[Fragmentos de datos de anotación de puntos]
━━━━━━━━
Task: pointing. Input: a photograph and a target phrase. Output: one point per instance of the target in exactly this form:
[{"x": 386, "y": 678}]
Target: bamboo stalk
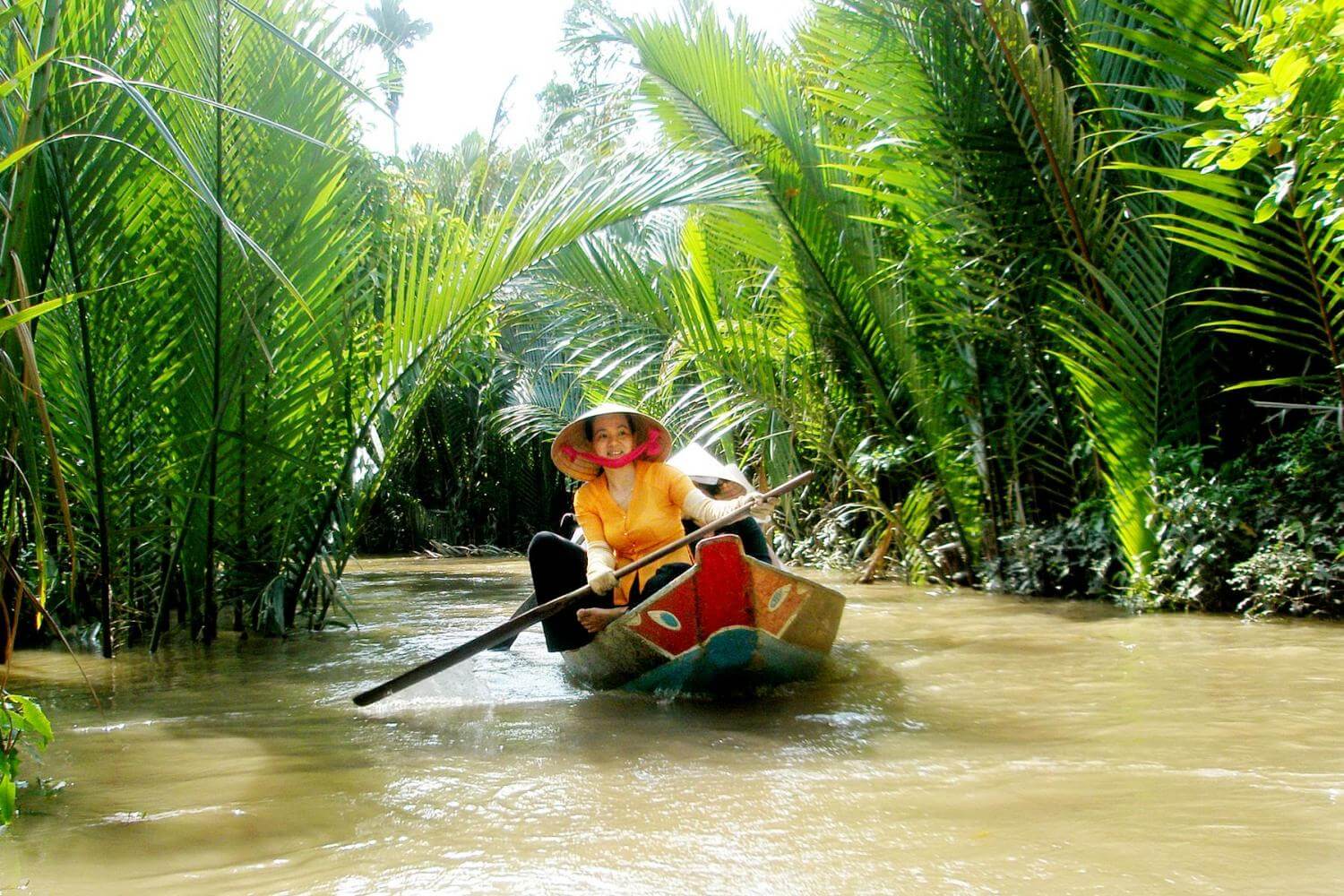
[{"x": 91, "y": 398}]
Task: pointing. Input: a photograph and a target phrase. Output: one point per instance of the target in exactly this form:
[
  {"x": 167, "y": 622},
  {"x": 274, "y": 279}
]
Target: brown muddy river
[{"x": 959, "y": 743}]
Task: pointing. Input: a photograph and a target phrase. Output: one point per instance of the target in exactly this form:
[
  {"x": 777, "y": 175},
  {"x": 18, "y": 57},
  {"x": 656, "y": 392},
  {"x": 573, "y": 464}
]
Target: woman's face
[{"x": 612, "y": 435}]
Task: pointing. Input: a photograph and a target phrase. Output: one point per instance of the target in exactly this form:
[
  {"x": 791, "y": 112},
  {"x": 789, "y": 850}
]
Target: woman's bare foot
[{"x": 597, "y": 618}]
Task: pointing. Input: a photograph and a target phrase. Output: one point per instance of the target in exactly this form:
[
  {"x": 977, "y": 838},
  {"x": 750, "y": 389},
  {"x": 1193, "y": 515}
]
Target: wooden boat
[{"x": 728, "y": 624}]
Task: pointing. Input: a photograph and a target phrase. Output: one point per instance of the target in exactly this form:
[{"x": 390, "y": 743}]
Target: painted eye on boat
[{"x": 666, "y": 619}]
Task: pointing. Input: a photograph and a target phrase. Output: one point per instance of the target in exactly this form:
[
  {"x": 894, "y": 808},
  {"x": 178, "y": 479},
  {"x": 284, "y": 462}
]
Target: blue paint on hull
[{"x": 734, "y": 659}]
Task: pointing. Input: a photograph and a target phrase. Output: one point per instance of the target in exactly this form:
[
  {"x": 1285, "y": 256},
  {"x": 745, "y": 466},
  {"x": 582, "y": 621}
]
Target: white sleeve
[
  {"x": 601, "y": 556},
  {"x": 704, "y": 509}
]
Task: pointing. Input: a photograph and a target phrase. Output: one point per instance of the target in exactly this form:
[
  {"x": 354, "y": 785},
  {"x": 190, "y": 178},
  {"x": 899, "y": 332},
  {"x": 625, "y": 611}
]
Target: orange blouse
[{"x": 652, "y": 520}]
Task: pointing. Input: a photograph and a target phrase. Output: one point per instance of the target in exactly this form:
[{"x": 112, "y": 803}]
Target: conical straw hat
[{"x": 573, "y": 435}]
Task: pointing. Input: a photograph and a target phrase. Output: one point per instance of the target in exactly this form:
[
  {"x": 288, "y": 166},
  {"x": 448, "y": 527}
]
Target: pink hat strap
[{"x": 650, "y": 447}]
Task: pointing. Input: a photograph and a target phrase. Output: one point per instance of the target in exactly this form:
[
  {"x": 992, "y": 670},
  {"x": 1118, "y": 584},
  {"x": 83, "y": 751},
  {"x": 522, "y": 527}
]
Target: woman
[
  {"x": 725, "y": 481},
  {"x": 631, "y": 504}
]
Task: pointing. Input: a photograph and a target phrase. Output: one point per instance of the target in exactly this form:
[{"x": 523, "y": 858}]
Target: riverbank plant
[{"x": 24, "y": 731}]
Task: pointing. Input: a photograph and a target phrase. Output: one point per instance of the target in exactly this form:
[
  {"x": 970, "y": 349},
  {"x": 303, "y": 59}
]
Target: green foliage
[
  {"x": 23, "y": 729},
  {"x": 1074, "y": 557},
  {"x": 1288, "y": 109},
  {"x": 1255, "y": 535}
]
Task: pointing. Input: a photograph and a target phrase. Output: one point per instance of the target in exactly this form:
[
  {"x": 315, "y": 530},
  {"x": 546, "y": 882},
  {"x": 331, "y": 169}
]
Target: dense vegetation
[{"x": 1050, "y": 295}]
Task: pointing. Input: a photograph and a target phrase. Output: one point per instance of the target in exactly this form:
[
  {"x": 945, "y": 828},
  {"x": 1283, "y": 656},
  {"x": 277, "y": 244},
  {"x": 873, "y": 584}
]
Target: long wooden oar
[{"x": 550, "y": 607}]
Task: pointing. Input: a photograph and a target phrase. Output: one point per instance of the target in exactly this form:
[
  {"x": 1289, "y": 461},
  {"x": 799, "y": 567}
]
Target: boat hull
[{"x": 728, "y": 624}]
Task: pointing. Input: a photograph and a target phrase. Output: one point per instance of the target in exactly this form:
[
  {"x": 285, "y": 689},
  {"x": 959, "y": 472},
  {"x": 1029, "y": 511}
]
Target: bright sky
[{"x": 454, "y": 78}]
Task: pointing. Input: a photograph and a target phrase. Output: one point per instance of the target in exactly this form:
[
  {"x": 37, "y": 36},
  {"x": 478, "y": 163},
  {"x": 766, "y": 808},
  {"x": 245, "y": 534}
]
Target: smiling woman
[{"x": 631, "y": 505}]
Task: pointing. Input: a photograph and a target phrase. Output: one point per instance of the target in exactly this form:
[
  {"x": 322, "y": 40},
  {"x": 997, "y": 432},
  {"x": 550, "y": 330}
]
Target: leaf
[
  {"x": 1241, "y": 152},
  {"x": 32, "y": 715}
]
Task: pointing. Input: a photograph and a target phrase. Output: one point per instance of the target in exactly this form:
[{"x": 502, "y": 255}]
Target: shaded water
[{"x": 959, "y": 743}]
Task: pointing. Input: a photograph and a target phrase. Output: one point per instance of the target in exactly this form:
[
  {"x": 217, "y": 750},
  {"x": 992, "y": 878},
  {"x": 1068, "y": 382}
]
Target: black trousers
[{"x": 558, "y": 567}]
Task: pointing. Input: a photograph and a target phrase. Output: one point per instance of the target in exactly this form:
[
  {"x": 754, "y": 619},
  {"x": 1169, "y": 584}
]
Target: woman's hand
[
  {"x": 601, "y": 579},
  {"x": 760, "y": 504}
]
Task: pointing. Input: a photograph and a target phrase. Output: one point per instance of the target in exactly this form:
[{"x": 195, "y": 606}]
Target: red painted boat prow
[{"x": 728, "y": 624}]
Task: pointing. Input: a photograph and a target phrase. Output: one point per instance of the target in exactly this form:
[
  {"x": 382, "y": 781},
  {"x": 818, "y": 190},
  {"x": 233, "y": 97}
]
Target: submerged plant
[{"x": 23, "y": 728}]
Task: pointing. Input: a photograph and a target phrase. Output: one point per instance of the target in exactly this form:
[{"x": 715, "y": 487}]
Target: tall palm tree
[{"x": 390, "y": 30}]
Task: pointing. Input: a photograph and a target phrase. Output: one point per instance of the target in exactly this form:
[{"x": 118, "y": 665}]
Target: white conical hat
[{"x": 704, "y": 468}]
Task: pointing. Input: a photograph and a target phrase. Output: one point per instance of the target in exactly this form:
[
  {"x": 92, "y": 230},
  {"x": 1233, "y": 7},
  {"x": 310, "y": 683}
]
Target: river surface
[{"x": 957, "y": 743}]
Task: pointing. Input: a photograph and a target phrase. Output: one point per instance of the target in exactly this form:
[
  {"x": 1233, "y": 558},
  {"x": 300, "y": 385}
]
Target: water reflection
[{"x": 954, "y": 743}]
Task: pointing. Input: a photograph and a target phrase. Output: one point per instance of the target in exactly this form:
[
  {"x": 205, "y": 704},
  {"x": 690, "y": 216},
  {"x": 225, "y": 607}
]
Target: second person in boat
[{"x": 631, "y": 504}]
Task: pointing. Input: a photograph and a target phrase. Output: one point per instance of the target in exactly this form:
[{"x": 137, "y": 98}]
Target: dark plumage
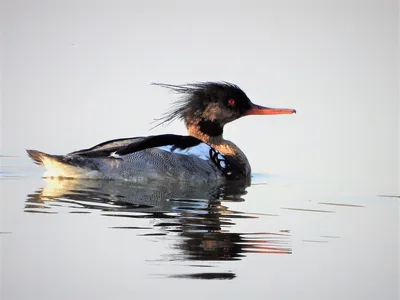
[
  {"x": 202, "y": 155},
  {"x": 196, "y": 97}
]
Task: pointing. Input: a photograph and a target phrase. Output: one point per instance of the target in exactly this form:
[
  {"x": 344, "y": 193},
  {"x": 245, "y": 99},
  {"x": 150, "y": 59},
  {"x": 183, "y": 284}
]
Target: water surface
[{"x": 280, "y": 237}]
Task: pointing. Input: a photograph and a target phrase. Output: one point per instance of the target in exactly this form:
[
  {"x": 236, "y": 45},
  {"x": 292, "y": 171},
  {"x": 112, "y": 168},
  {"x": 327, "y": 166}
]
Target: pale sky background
[{"x": 77, "y": 73}]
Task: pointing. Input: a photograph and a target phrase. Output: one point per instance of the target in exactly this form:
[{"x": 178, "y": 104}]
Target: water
[
  {"x": 282, "y": 237},
  {"x": 321, "y": 220}
]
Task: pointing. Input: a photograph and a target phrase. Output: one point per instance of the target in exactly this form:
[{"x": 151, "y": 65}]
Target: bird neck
[{"x": 223, "y": 146}]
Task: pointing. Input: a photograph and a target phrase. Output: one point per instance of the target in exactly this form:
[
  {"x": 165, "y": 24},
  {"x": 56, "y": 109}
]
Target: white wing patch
[
  {"x": 115, "y": 155},
  {"x": 201, "y": 150}
]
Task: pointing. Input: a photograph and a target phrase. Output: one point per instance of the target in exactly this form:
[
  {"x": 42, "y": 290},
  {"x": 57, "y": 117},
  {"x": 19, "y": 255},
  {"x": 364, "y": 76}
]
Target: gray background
[{"x": 76, "y": 73}]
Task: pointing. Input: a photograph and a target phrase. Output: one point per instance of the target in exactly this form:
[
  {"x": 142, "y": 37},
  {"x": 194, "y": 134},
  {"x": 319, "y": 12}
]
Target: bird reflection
[{"x": 199, "y": 215}]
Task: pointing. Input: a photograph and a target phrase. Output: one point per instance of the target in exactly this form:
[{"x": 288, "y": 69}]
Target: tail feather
[
  {"x": 63, "y": 166},
  {"x": 40, "y": 157}
]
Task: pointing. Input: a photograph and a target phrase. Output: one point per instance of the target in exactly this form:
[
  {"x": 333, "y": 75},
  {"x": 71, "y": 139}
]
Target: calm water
[{"x": 283, "y": 237}]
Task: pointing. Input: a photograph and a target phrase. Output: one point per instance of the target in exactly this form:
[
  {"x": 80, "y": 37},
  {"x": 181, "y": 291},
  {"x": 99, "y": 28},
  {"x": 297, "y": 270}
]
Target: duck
[{"x": 202, "y": 155}]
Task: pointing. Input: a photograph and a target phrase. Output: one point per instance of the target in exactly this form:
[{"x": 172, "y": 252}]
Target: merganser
[{"x": 202, "y": 155}]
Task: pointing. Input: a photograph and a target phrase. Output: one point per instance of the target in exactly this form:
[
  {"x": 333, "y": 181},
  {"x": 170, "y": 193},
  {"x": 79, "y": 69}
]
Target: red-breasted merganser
[{"x": 202, "y": 155}]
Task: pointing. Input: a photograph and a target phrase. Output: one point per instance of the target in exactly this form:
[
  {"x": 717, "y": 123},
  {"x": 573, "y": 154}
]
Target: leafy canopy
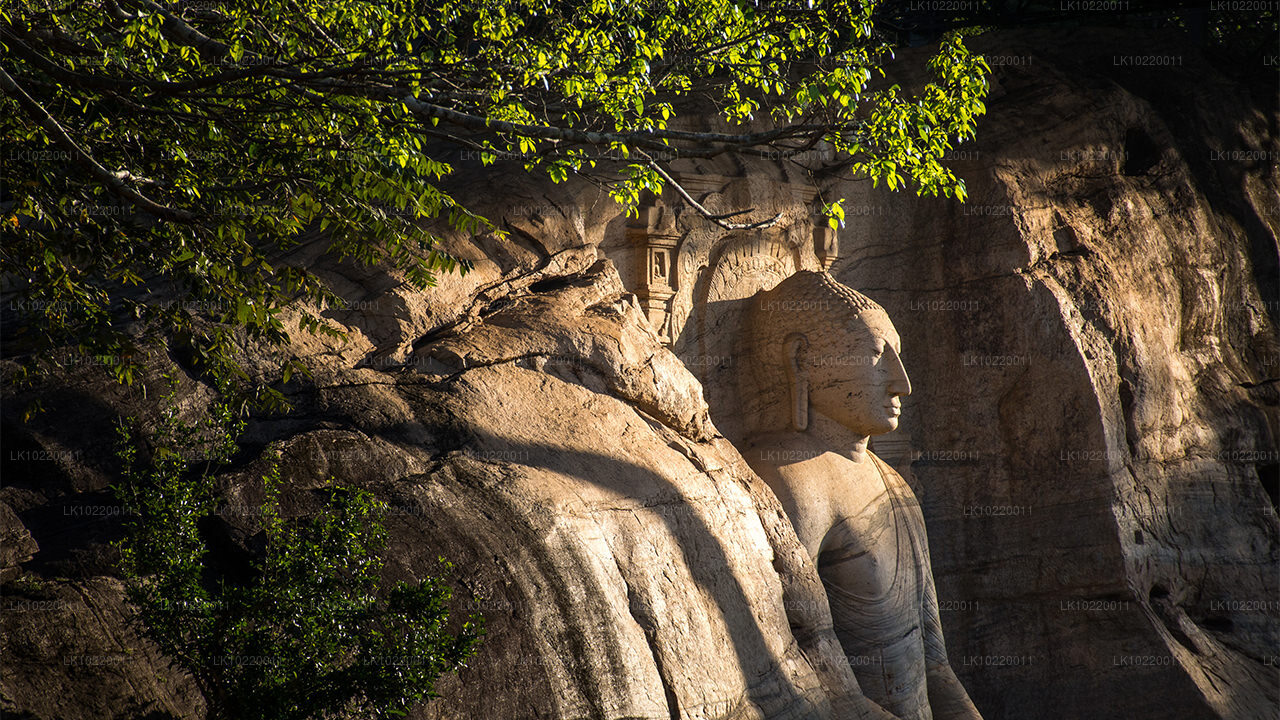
[
  {"x": 164, "y": 151},
  {"x": 311, "y": 633}
]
━━━━━━━━
[Problema planteado] Selecciona de los datos anteriores cada línea en la que aparezca la palabra "merganser" y cópiala tal cual.

[Solución del ejercicio]
Target: merganser
Target: red-breasted merganser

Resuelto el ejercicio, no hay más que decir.